# Work request
Among the lines below, copy exactly those from the one with "the grassland, each" through the one with "of the flying", counting both ends.

# Information
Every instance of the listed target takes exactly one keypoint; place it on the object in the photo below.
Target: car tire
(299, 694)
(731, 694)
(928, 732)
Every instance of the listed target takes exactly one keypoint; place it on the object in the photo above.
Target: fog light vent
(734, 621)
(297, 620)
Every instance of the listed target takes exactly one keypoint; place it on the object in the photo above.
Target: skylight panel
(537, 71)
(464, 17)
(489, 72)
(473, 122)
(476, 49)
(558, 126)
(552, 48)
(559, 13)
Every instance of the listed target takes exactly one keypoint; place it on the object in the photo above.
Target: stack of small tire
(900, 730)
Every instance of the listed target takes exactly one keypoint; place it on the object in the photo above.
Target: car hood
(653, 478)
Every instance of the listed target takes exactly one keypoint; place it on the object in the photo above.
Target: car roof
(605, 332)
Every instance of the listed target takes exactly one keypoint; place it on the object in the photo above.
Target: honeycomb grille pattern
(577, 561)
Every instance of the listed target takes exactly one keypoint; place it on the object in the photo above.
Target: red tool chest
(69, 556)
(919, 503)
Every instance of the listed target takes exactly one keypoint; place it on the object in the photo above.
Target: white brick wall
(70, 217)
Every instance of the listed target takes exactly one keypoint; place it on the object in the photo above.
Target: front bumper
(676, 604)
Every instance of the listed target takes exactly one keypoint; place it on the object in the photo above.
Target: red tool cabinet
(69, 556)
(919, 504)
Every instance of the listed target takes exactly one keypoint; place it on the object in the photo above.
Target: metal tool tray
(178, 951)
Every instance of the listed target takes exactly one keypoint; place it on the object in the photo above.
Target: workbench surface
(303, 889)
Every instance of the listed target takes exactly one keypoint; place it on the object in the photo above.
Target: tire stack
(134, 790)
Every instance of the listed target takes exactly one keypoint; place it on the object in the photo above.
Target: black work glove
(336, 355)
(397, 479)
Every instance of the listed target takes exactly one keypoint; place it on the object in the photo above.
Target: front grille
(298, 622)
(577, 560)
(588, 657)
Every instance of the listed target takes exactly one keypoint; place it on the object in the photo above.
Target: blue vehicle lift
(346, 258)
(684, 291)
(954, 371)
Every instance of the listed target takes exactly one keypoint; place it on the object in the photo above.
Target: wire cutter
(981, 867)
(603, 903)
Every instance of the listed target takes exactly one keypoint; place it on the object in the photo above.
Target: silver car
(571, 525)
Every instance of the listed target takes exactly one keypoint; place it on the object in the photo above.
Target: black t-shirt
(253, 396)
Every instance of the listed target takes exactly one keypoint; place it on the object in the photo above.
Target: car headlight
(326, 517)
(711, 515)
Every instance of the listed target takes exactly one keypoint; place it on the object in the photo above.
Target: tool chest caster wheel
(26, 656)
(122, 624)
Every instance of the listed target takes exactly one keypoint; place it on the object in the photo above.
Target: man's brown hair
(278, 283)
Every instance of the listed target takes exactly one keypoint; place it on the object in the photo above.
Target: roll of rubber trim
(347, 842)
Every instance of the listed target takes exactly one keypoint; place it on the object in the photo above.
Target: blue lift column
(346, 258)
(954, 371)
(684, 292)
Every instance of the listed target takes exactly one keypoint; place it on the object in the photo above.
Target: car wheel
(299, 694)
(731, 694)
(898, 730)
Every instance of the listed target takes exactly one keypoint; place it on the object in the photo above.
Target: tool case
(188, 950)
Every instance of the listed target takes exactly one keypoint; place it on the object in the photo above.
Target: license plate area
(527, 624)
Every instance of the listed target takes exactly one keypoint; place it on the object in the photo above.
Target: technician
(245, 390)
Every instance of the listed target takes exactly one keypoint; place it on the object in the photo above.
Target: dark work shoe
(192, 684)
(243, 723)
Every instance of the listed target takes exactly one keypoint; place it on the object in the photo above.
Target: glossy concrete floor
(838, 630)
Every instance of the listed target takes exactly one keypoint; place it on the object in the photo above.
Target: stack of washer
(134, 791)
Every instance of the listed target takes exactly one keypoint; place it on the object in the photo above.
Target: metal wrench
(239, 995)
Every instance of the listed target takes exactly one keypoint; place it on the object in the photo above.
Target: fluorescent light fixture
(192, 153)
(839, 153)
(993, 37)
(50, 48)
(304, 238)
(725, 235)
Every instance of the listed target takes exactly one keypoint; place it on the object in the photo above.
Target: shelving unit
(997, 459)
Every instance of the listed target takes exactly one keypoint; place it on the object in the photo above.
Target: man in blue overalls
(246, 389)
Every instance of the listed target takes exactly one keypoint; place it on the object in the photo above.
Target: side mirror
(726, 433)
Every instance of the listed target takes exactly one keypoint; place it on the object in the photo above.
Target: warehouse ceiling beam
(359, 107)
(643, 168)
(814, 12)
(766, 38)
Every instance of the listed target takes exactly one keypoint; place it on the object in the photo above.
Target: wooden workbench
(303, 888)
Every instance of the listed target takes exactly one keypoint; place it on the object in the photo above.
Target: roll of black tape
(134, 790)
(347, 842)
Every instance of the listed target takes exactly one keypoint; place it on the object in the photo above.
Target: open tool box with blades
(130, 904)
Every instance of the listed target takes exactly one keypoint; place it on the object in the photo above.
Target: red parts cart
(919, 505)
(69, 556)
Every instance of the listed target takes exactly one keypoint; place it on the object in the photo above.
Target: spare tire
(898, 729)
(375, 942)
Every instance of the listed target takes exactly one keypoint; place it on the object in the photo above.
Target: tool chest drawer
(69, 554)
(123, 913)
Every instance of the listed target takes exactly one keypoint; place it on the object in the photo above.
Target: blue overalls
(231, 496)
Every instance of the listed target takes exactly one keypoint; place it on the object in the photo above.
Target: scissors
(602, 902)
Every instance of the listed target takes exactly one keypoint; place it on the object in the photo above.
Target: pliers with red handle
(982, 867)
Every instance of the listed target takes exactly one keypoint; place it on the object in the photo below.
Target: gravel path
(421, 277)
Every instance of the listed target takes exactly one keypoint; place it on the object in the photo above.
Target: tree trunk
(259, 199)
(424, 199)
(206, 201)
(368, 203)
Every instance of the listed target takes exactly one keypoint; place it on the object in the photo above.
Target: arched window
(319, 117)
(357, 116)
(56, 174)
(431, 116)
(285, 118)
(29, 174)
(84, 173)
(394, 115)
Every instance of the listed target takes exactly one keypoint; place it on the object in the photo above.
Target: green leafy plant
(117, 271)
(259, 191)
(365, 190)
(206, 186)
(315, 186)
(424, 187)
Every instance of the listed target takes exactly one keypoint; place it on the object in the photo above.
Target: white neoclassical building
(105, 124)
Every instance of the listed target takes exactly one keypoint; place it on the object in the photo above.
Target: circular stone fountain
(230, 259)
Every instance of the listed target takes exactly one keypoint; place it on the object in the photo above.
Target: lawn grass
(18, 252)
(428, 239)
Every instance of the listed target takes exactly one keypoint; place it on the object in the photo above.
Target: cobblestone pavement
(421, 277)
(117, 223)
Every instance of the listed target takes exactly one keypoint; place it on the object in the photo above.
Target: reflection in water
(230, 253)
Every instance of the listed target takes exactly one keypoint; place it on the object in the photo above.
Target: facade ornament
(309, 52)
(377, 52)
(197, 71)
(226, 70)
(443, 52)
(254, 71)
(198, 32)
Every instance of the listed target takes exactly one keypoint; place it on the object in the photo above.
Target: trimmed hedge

---

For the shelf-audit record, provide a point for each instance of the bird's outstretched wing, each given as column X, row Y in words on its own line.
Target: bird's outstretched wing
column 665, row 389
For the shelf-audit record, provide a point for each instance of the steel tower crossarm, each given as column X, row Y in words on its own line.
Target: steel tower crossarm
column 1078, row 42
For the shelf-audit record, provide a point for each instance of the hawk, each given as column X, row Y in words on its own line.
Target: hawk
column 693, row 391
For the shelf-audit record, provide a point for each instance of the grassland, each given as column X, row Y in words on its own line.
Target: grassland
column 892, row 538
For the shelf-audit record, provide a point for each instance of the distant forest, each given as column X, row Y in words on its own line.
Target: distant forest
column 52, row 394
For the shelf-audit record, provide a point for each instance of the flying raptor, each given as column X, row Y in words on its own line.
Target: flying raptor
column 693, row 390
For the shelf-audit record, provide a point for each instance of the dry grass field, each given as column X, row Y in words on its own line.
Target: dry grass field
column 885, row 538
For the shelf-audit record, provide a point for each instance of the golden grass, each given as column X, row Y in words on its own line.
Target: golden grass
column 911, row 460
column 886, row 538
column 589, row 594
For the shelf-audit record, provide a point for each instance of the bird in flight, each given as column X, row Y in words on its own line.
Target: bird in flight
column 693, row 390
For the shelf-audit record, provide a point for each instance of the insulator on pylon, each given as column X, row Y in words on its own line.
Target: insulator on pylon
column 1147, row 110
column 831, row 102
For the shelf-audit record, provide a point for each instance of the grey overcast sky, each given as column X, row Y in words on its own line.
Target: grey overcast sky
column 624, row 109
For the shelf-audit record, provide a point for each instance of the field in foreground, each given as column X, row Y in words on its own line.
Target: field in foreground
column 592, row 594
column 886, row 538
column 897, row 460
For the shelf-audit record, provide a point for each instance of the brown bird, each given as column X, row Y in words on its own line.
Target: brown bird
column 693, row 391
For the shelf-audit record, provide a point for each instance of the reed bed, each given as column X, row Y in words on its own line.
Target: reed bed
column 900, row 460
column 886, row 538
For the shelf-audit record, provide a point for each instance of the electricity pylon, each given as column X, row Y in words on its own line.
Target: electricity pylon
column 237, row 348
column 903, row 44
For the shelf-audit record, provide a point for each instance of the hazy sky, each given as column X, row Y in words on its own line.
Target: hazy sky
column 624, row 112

==

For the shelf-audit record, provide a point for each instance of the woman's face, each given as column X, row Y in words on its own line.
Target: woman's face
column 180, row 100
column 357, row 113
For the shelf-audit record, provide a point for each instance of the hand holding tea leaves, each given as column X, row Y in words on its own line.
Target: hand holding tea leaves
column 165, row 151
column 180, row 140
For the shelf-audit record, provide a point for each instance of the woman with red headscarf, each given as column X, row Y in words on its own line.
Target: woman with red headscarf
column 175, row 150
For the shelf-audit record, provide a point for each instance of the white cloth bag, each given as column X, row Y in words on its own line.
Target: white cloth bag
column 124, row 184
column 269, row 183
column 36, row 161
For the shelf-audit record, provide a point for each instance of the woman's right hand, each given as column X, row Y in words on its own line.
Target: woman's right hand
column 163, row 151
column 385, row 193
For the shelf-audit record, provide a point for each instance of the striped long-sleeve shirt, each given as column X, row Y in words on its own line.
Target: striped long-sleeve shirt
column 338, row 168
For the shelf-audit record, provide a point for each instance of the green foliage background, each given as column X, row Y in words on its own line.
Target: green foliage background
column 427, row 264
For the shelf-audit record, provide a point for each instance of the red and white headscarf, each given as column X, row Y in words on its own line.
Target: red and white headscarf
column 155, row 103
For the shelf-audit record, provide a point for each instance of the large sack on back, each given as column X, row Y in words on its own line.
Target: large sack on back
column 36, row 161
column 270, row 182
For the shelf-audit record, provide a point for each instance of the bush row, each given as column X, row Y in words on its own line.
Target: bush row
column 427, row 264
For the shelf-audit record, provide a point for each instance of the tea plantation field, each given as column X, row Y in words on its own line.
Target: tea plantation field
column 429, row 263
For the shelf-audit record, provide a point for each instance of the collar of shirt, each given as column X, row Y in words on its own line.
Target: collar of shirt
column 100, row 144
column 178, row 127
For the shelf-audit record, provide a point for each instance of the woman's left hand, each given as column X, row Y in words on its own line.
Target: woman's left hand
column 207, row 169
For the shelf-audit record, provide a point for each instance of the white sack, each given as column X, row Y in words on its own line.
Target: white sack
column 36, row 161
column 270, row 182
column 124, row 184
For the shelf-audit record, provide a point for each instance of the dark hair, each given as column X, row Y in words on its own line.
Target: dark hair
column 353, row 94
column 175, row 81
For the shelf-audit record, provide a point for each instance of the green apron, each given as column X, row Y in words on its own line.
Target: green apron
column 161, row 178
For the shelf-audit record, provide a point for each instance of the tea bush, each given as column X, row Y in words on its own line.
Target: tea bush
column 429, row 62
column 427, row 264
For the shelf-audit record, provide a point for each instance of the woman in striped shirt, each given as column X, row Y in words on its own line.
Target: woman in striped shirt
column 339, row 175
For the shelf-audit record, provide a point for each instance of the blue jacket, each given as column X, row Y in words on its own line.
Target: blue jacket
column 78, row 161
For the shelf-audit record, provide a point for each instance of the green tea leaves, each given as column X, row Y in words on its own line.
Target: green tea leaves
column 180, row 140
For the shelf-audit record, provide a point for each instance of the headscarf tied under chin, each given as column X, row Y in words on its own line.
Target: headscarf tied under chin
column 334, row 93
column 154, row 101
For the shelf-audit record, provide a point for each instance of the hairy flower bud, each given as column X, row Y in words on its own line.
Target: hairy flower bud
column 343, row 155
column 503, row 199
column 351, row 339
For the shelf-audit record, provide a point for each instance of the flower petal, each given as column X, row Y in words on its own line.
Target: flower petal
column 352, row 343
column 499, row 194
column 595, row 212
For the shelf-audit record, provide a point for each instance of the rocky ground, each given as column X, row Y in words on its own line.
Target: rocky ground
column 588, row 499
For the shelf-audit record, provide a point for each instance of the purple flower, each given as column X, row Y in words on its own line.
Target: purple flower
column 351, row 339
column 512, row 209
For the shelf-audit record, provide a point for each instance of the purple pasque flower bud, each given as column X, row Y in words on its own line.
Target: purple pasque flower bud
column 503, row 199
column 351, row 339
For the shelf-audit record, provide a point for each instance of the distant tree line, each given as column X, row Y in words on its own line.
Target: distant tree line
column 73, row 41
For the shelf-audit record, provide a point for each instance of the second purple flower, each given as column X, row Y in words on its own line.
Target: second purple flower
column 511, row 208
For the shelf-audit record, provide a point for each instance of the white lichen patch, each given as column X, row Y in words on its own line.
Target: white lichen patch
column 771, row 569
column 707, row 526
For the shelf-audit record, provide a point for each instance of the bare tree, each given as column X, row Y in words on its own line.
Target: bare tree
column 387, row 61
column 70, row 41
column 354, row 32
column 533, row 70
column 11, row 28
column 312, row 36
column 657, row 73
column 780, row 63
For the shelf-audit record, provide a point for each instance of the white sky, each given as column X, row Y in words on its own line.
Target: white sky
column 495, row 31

# Result for this exercise
For the shelf-audit record, provide a point for each instance of the grassland, each given as column X, row Y in words on its own line.
Target: grassland
column 892, row 538
For the shelf-audit record, provide a point for each instance of the distant forest, each given as column X, row Y in words on its own line.
Target: distant forest
column 52, row 394
For the shelf-audit record, provide a point for each instance of the flying raptor, each given as column X, row Y in words on its own line.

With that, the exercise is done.